#### [Request]
Reproduce the rows below word for word, leaving out the pictures.

(Entries locating objects in images)
____________

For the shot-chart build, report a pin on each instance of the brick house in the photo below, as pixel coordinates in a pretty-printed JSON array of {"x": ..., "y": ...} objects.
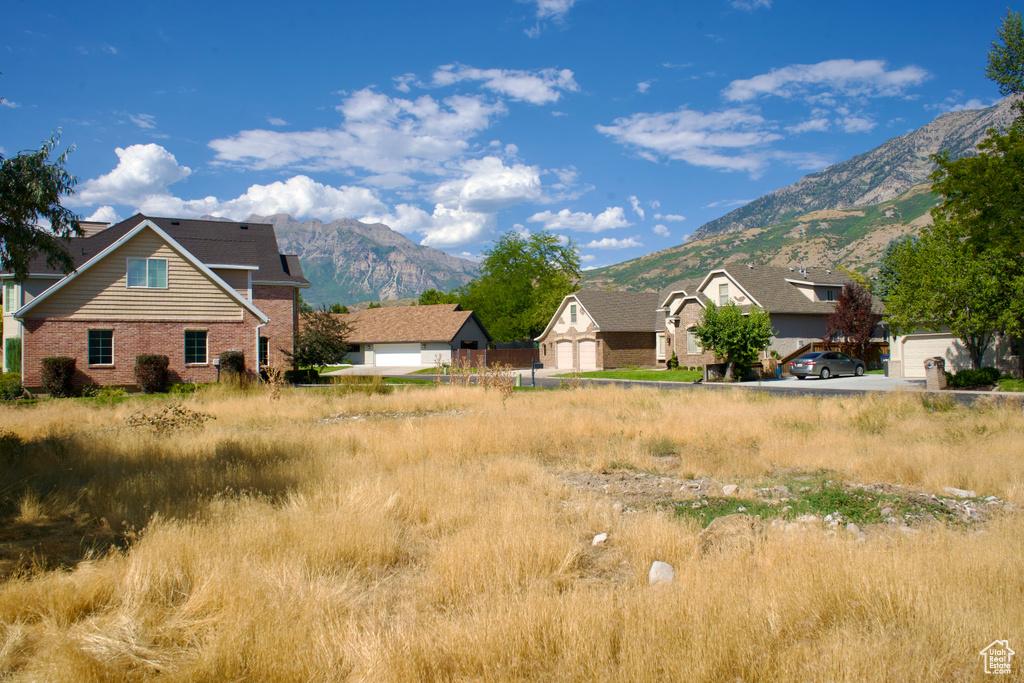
[
  {"x": 185, "y": 289},
  {"x": 600, "y": 329}
]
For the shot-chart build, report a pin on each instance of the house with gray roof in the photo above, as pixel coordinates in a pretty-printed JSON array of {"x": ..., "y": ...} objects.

____________

#### [Result below]
For the shot-chart build, report a pin on each instance of the brick house in the photo below, as pixel coordinates in a pretty-printed JSON array of {"x": ..., "y": ...} objects.
[
  {"x": 185, "y": 289},
  {"x": 600, "y": 329}
]
For the shot-chart build, report a pin on each instance of the house with gray roof in the photo above, as pixel coordinates in a pretty-printed JSON array of {"x": ..., "y": ...} objects.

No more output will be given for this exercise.